Reproduce the material below word for word, leaving out the pictures.
>> start Given data
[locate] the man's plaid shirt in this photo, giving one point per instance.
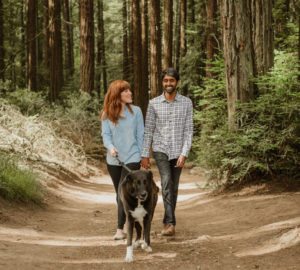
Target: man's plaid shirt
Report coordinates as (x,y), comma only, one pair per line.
(169,126)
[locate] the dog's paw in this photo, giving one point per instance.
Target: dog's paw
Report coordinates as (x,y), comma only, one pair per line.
(129,254)
(146,247)
(136,244)
(128,259)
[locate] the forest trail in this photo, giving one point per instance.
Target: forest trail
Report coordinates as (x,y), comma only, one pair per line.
(237,230)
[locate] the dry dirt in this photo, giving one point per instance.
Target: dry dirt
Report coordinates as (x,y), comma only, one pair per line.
(245,229)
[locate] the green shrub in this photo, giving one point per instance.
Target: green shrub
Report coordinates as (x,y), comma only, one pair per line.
(18,184)
(266,143)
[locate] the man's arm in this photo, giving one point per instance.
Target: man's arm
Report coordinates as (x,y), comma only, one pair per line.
(148,135)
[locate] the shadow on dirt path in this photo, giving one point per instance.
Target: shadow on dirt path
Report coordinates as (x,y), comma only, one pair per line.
(238,230)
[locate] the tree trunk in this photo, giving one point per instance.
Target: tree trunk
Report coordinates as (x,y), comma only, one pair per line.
(2,64)
(126,68)
(145,38)
(102,44)
(22,82)
(98,56)
(211,34)
(155,48)
(31,44)
(139,90)
(262,36)
(55,49)
(87,54)
(177,36)
(168,33)
(237,53)
(182,28)
(46,35)
(69,61)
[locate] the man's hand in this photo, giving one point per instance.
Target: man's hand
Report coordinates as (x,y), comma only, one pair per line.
(113,151)
(145,163)
(180,162)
>> end Given data
Exercise response:
[locate] the man's plaid shirt in this photo, giving one point per instance.
Target: man's plaid shirt
Report coordinates as (x,y), comma only, one pair per line.
(169,126)
[locate] the dog's paw in this photo, giving one point per instance.
Target: dog's paw
Report coordinates as (x,y), comma only, one pair per line.
(129,254)
(146,247)
(136,244)
(128,259)
[locate] the forest trail in this photo, giving one point per instance.
Target: forest trail
Report coordinates as (x,y), comma only, one pair per line.
(237,230)
[locate] the dry dirt in this photo, giving one point per instance.
Target: dry dirt
Report coordinates as (x,y), comma only, one pair per line.
(245,229)
[locate] the green shrub in this photo, giving one point per instance.
Target: green shrub
Report coordinates as (x,y), comma only, one pair per line.
(18,184)
(266,143)
[locate] the man's arm in this photo, giving one point per instance.
Target: man's arm
Report coordinates as (x,y), comma only, one pair per line.
(148,135)
[locate] the shadow on dirt path in this photo, giving one point per instance.
Target: shadow on dirt path
Report coordinates as (x,y), comma only, one pair per line.
(238,230)
[locate] the tree trunk in this photo, giving one point per instance.
Target: tree trunk
Report coordinates as (x,y), comma only, one pair per line.
(2,64)
(126,68)
(145,38)
(102,44)
(22,82)
(98,56)
(211,34)
(155,48)
(31,44)
(139,90)
(262,36)
(55,49)
(87,54)
(177,36)
(168,33)
(237,53)
(182,28)
(46,35)
(69,61)
[locate] the man's hand in this photo, giving one point per instance.
Target: man's hand
Report coordinates as (x,y), comma only, one pair per line.
(113,151)
(145,163)
(180,162)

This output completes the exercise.